» **Texte d'étude**:
Les Européennes étaient, pour la plupart, d’origine modeste. Parfois,
prostituées dans les villes portuaires, elles y étaient embarquées de force.
Les unes et les autres possédaient des savoirs issus des campagnes françaises,
faits de représentations du corps et de la maladie, de conseils thérapeutiques,
de recettes issues des médecines populaires de l’ancienne France, telles que la
médecine des humeurs, la médecine des semblables ou la médecine des signatures.
La première était issue de la théorie hippocratique des humeurs, qui
considérait la maladie comme une conséquence de la rupture de l’équilibre des
humeurs : sang, lymphe, bile et atrabile. Cette théorie, présente dans les
campagnes françaises jusqu’au milieu du XXe siècle, et qui perdure encore partiellement,
préconisait notamment de rééquilibrer ces humeurs par l’ingestion de
préparations, tisanes et décoctions. Elle favorisait également le recours à
diverses substances organiques (entre autres, l’urine) ou à des procédés
mécaniques (l’utilisation de sangsues ou l’application de ventouses destinées à
faire circuler le sang). La médecine des semblables, elle aussi présente en
Europe depuis la Renaissance, voire plus anciennement encore, considérait qu’un
mal devait être traité par son équivalent. Il fallait ainsi remplacer le sang
perdu lors de l’accouchement par du vin (conduite signalée au début du XXe
siècle à La Réunion et à Maurice), porter une tête de taupe autour du cou pour
favoriser la percée des dents chez le bébé (une dent de requin orne toujours le
cou de certains bébés réunionnais et un fait similaire m’a été signalé par une
mère rodriguaise).
La médecine des transferts de maladie remonte elle aussi à la
Renaissance. Elle procède par transfert de la maladie d’un corps dans un autre.
On la retrouve dans diverses conduites sur les trois îles : coller un petit
morceau de papier humecté de salive sur le front de l’enfant qui a le hoquet
afin que celui-ci passe dans le papier ; plaquer contre sa tête des feuilles de
ricin 65 pour que la maladie passe dans le végétal ; de manière, semble-t-il,
spécifique à La Réunion, placer un jeune poulet ouvert sur la fontanelle de
l’enfant souffrant d’une très forte fièvre afin que celle-ci soit transférée
dans le corps de l’animal. Une médecine villageoise influencée par la médecine
ayurvédique Les savoirs villageois qu’avaient apporté avec elles aux
Mascareignes les femmes originaires de petits villages du sud de l’Inde étaient
hérités d’une forme populaire de la médecine ayurvédique, qui est la médecine
savante de l’Inde. Celle-ci est en fait peu éloignée de la médecine européenne
des humeurs puisqu’elle comprend « trois humeurs : la bile, le flegme et le
vent ou pneuma, entre lesquelles l’équilibre définit la santé » (Zimmermann,
1989).

» **Explorer le contenu**:
1 – Résumez en deux phrases le texte sur les médecines populaires.
2 – Écrivez la suite du texte sur les médecines populaires, à partir de la référence entre parenthèses qui le termine.
Les lignes qui viennent ensuite n'ont aucun rapport avec le texte sur les médecines populaires.

» **Données affichées**:
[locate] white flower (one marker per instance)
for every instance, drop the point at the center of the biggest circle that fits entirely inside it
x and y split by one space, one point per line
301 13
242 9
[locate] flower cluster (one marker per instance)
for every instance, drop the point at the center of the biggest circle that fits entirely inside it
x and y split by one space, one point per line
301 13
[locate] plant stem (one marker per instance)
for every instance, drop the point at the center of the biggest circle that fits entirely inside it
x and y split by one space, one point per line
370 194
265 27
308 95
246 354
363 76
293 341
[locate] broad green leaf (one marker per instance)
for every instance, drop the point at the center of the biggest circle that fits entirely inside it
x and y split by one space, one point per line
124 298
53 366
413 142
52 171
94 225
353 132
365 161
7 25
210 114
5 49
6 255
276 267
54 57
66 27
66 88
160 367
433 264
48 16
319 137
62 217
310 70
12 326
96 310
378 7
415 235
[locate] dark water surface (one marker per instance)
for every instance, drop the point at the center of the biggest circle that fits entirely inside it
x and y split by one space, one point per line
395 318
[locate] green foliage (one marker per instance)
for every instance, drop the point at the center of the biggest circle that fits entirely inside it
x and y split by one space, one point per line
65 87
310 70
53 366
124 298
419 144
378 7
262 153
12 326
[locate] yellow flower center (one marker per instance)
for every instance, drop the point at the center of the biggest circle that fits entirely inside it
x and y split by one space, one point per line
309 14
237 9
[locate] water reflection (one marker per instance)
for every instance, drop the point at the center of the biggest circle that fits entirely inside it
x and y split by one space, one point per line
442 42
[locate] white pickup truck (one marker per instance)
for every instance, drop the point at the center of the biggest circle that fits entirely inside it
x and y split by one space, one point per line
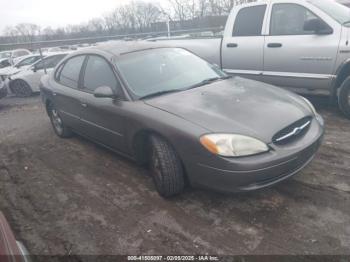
301 45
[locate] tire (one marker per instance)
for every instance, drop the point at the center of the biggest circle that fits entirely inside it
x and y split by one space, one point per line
57 123
166 168
21 88
344 97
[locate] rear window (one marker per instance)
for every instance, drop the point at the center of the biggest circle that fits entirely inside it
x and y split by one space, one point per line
249 21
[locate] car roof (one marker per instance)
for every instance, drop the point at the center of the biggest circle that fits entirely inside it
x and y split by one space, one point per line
118 48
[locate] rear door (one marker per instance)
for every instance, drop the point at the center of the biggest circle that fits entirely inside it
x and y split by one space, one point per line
294 57
243 45
102 118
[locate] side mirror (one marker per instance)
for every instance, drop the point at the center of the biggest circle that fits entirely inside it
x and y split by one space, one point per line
104 92
318 26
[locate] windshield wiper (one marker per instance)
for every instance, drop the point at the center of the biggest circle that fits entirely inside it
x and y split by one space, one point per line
161 93
208 81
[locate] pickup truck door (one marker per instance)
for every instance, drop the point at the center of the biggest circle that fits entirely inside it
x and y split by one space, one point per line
295 57
243 44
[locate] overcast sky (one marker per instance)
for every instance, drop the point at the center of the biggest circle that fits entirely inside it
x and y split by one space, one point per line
53 13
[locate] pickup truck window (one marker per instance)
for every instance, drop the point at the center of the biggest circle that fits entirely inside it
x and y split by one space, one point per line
289 19
335 10
249 21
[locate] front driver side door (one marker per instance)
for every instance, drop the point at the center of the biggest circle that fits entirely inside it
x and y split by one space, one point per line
66 94
102 118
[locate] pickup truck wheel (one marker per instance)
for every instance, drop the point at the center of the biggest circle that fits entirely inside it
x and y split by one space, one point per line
57 123
344 97
166 168
21 88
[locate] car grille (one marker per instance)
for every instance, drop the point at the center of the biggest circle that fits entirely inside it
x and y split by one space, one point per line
292 132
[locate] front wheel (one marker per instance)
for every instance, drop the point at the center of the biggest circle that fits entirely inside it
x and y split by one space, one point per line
344 97
57 123
166 167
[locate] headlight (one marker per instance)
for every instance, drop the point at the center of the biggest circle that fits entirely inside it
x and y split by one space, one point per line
311 106
230 145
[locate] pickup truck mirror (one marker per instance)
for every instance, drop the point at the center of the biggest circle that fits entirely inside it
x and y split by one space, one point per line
105 92
318 26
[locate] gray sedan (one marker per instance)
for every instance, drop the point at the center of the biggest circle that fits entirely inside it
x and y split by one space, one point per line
185 118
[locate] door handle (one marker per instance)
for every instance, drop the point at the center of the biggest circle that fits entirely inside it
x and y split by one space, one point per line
274 45
232 45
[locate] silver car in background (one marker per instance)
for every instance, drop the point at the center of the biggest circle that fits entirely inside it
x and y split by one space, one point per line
26 82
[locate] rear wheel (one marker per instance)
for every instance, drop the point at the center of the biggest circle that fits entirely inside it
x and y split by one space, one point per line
21 88
344 97
58 126
166 168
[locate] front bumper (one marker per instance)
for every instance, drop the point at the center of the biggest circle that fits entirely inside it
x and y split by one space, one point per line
257 172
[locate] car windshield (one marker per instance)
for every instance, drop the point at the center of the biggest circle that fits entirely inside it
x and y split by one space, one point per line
337 11
163 70
5 55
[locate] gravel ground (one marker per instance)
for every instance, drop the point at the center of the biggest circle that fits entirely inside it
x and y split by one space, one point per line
73 197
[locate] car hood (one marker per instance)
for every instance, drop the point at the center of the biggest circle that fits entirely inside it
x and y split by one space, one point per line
237 106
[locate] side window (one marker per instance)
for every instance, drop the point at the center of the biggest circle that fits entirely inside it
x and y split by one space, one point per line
70 73
289 19
99 73
249 21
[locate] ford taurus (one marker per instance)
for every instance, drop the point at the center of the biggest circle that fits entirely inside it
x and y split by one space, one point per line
184 117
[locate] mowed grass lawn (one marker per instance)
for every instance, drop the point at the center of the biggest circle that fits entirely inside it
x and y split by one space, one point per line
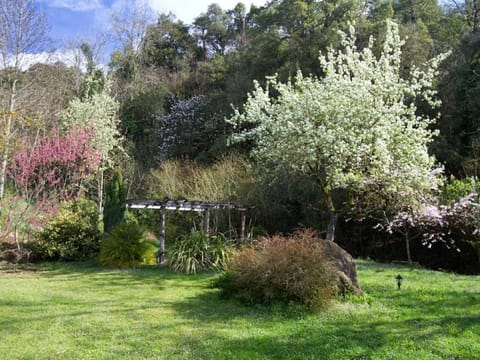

» **Corrigés des exercices**:
1 – Les Européennes, pour la plupart d'origine modeste, possédaient des savoirs des campagnes françaises tirés de médecines populaires comme la médecine des humeurs, celle des semblables ou celle des transferts de maladie, dont on retrouve des traces sur les trois îles. Les femmes venues de petits villages du sud de l'Inde ont apporté aux Mascareignes des savoirs hérités d'une forme populaire de la médecine ayurvédique, peu éloignée de la médecine européenne des humeurs puisqu'elle fait aussi de l'équilibre entre des humeurs la condition de la santé.

2 –
Cet auteur précise que les maladies typiques de la côte de Malabar sont
« la fièvre paludéenne et toute la rhumatologie, que les médecins ayurvédiques
rangent sous la rubrique des maladies “dues au vent” », assez proches de
l’ensemble des affections regroupées sous le terme générique de fréchèr
(fraîcheur) à Rodrigues – ce qui, comme on le verra plus loin, ne signifie
nullement que la nosologie populaire en
usage sur cette île soit directement liée à la médecine d’origine indienne. « Aux
rhumatismes qui dominent dans cette région indienne de très fortes moussons,
répondent les remèdes composés à base de cocktails d’épices. » (ibid., p. 15).
De ces savoirs originaires de l’Inde, les femmes des Mascareignes ont conservé
de nombreux usages, dont celui de l’eau de riz contre la diarrhée, des épices,
tel le safran, comme antiseptique ou dans les préparations contre la grippe ou
la toux, des clous de girofle pour les maux de dents.
Malgré l’absence de recherches anthropologiques analogues qui auraient
été conduites à Madagascar auprès des femmes, on peut émettre l’hypothèse d’une
théorie proche de celle des humeurs dans les savoirs des femmes malgaches
venues peupler les Mascareignes. Bodo Ravololomanga relève chez les Tanalas de
l’est de la Grande Île des représentations qui font état de risques associés à
un déséquilibre thermique et à des oppositions chaud/froid (1991 -1992). Ainsi
les femmes doivent-elles absolument éviter tout refroidissement durant leur
grossesse, quitte à accompagner chaque repas de riz d’un bouillon chaud de brèdes,
un terme générique qui, dans les Mascareignes, désigne diverses variétés de
feuilles cuites, souvent consommées en bouillon ou fricassée. Dans la médecine
ayurvédique, comme d’ailleurs dans la théorie hippocratique des humeurs, on
note la présence de représentations du chaud et du froid, en même temps que
l’importance du maintien d’un équilibre thermique du corps.